Text block:

------

Allocate new segment for pxb-pcie host bridges in MCFG table, and reserve
corresponding MCFG space for them. This allows user-defined pxb-pcie
host bridges to be placed in different pci domain than q35 host.

The pci_host_bridges list is changed to be tail list to ensure the q35 host
is always the first element when traversing the list, because q35 host is
inserted beofre pxb-pcie hosts

Signed-off-by: Zihan Yang <whois.zihan.y...@gmail.com>
---
 hw/i386/acpi-build.c                        | 116 +++++++++++++++++++++++-----
 hw/i386/pc.c                                |  14 +++-
 hw/pci-bridge/pci_expander_bridge.c         |  57 ++++++++++----
 hw/pci-host/q35.c                           |   2 +
 hw/pci/pci.c                                |   9 ++-
 include/hw/i386/pc.h                        |   1 +
 include/hw/pci-bridge/pci_expander_bridge.h |  11 +++
 include/hw/pci-host/q35.h                   |   1 +
 include/hw/pci/pci_host.h                   |   2 +-
 9 files changed, 169 insertions(+), 44 deletions(-)
 create mode 100644 include/hw/pci-bridge/pci_expander_bridge.h

diff --git a/hw/i386/acpi-build.c b/hw/i386/acpi-build.c
index e1ee8ae..c0fc2b4 100644
--- a/hw/i386/acpi-build.c
+++ b/hw/i386/acpi-build.c
@@ -55,6 +55,7 @@
 #include "hw/i386/ich9.h"
 #include "hw/pci/pci_bus.h"
 #include "hw/pci-host/q35.h"
+#include "hw/pci-bridge/pci_expander_bridge.h"
 #include "hw/i386/x86-iommu.h"

------

Records from a data collection:
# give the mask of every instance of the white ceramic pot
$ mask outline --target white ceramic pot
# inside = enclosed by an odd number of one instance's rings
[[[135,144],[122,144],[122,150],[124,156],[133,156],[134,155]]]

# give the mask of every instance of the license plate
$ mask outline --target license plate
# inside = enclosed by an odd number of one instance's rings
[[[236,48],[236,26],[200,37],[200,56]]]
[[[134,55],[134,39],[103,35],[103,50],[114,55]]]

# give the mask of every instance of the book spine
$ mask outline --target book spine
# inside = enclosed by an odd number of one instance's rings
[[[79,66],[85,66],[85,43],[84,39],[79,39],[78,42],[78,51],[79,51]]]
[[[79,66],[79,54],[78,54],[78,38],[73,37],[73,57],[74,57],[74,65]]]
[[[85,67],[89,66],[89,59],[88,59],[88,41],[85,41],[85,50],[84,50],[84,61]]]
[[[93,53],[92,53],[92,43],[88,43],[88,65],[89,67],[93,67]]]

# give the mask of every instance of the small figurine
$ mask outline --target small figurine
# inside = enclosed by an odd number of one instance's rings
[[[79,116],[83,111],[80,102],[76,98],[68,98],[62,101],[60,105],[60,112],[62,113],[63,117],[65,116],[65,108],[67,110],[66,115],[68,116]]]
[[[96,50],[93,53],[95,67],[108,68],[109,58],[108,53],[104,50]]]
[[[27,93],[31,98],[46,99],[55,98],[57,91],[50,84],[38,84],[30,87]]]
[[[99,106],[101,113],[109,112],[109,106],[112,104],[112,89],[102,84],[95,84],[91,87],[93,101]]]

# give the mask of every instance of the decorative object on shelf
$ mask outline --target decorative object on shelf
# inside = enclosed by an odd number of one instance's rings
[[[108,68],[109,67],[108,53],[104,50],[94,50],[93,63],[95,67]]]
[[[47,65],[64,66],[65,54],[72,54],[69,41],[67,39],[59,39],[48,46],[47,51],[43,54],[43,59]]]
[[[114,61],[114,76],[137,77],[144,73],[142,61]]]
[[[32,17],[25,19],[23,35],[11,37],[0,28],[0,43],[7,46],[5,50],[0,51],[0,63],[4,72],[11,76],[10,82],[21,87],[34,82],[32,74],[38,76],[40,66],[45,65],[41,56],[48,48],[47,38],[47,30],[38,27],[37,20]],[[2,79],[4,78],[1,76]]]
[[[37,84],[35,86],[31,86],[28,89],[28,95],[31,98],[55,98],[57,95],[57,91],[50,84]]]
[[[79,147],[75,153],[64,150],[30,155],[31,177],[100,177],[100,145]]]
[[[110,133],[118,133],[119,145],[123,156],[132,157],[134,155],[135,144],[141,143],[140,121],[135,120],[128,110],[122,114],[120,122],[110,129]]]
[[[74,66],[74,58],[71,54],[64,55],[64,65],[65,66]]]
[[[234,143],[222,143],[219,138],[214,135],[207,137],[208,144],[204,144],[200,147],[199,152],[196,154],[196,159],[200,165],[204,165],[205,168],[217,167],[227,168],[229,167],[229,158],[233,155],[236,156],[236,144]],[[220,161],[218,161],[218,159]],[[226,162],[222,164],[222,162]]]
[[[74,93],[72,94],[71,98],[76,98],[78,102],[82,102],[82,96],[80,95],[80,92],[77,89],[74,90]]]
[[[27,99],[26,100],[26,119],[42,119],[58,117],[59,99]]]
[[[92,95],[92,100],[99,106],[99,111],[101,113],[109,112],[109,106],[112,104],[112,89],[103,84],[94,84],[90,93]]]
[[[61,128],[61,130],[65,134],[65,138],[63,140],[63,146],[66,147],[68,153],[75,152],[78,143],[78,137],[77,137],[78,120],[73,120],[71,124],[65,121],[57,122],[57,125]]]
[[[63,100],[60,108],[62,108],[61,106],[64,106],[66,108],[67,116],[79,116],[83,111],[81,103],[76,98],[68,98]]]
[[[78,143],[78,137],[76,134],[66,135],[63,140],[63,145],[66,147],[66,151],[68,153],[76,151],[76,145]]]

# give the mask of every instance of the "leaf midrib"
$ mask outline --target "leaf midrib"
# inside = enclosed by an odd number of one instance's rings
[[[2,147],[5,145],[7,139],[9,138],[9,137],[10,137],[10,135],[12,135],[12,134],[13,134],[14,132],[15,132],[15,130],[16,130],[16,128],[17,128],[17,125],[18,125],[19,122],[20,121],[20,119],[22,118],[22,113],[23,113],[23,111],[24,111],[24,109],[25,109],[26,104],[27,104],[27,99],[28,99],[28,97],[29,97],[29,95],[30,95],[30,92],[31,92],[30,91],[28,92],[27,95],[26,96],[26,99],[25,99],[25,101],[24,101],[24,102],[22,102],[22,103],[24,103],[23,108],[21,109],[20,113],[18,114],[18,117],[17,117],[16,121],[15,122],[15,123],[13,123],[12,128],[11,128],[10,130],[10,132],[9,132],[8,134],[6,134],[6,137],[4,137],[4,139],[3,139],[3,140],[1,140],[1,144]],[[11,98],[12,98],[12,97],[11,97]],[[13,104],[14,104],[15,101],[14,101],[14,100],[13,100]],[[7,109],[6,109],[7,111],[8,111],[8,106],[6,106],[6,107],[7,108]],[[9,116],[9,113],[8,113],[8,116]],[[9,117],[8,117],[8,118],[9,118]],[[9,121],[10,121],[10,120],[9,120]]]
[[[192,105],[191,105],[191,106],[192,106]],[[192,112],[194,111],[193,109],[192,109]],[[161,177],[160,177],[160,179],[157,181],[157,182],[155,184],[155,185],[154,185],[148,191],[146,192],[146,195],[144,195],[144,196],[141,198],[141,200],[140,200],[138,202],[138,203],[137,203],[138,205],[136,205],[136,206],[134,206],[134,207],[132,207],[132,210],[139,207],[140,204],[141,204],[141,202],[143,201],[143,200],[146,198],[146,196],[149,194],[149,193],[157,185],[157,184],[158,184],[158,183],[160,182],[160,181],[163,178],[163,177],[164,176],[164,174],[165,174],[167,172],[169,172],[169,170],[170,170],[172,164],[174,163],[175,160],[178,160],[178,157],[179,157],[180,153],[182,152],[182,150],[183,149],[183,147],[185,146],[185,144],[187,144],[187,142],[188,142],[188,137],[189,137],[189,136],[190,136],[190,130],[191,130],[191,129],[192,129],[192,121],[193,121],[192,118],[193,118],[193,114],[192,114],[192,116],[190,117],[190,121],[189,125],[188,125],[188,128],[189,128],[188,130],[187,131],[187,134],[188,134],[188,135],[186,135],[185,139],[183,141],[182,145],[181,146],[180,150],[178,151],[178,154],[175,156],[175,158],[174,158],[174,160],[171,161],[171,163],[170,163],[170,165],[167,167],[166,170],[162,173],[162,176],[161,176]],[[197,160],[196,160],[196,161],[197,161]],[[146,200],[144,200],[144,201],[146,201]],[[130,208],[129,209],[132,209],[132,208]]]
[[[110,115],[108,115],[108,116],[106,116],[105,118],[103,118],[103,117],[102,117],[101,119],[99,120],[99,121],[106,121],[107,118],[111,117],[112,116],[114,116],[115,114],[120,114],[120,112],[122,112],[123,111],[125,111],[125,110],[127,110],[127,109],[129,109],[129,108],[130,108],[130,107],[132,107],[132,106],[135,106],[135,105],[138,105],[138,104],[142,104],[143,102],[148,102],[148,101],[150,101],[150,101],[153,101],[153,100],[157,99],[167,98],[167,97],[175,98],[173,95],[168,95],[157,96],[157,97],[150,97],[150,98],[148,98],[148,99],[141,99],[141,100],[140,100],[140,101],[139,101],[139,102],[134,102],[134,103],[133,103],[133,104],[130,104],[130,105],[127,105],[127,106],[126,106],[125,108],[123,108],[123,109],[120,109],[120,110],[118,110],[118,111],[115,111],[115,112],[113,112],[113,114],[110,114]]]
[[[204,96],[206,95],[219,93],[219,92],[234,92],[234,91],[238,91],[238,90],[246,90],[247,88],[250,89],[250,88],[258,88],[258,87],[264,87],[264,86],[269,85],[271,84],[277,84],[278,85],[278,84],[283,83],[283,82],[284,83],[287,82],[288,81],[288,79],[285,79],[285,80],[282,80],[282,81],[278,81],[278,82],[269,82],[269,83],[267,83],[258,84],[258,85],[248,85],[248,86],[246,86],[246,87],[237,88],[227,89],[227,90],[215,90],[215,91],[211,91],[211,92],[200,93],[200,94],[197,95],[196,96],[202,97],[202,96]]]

------

Job: Could you carry on the pxb-pcie MCFG patch from its last line? Nothing in the records is needed here.

Final result:
 
 #include "hw/acpi/aml-build.h"
@@ -89,6 +90,9 @@
 typedef struct AcpiMcfgInfo {
     uint64_t mcfg_base;
     uint32_t mcfg_size;
+    uint32_t domain_nr;
+    uint8_t bus_nr; // start bus number
+    struct AcpiMcfgInfo *next;
 } AcpiMcfgInfo;
 
 typedef struct AcpiPmInfo {
@@ -2431,14 +2435,16 @@ build_mcfg_q35(GArray *table_data, BIOSLinker *linker, 
AcpiMcfgInfo *info)
 {
     AcpiTableMcfg *mcfg;
     const char *sig;
-    int len = sizeof(*mcfg) + 1 * sizeof(mcfg->allocation[0]);
+    int len, count = 0;
+    AcpiMcfgInfo *cfg = info;
+
+    while (cfg) {
+        ++count;
+        cfg = cfg->next;
+    }
+    len = sizeof(*mcfg) + count * sizeof(mcfg->allocation[0]);
 
     mcfg = acpi_data_push(table_data, len);
-    mcfg->allocation[0].address = cpu_to_le64(info->mcfg_base);
-    /* Only a single allocation so no need to play with segments */
-    mcfg->allocation[0].pci_segment = cpu_to_le16(0);
-    mcfg->allocation[0].start_bus_number = 0;
-    mcfg->allocation[0].end_bus_number = PCIE_MMCFG_BUS(info->mcfg_size - 1);
 
     /* MCFG is used for ECAM which can be enabled or disabled by guest.
      * To avoid table size changes (which create migration issues),
@@ -2452,6 +2458,17 @@ build_mcfg_q35(GArray *table_data, BIOSLinker *linker, 
AcpiMcfgInfo *info)
     } else {
         sig = "MCFG";
     }
+
+    count = 0;
+    while (info) {
+        mcfg[0].allocation[count].address = cpu_to_le64(info->mcfg_base);
+        mcfg[0].allocation[count].pci_segment = cpu_to_le16(info->domain_nr);
+        mcfg[0].allocation[count].start_bus_number = info->bus_nr;
+        mcfg[0].allocation[count++].end_bus_number = info->bus_nr + \
+                                    PCIE_MMCFG_BUS(info->mcfg_size - 1);
+        info = info->next;
+    }
+
     build_header(linker, table_data, (void *)mcfg, sig, len, 1, NULL, NULL);
 }
 
@@ -2606,26 +2623,83 @@ struct AcpiBuildState {
     MemoryRegion *linker_mr;
 } AcpiBuildState;
 
-static bool acpi_get_mcfg(AcpiMcfgInfo *mcfg)
+static inline void cleanup_mcfg(AcpiMcfgInfo *mcfg)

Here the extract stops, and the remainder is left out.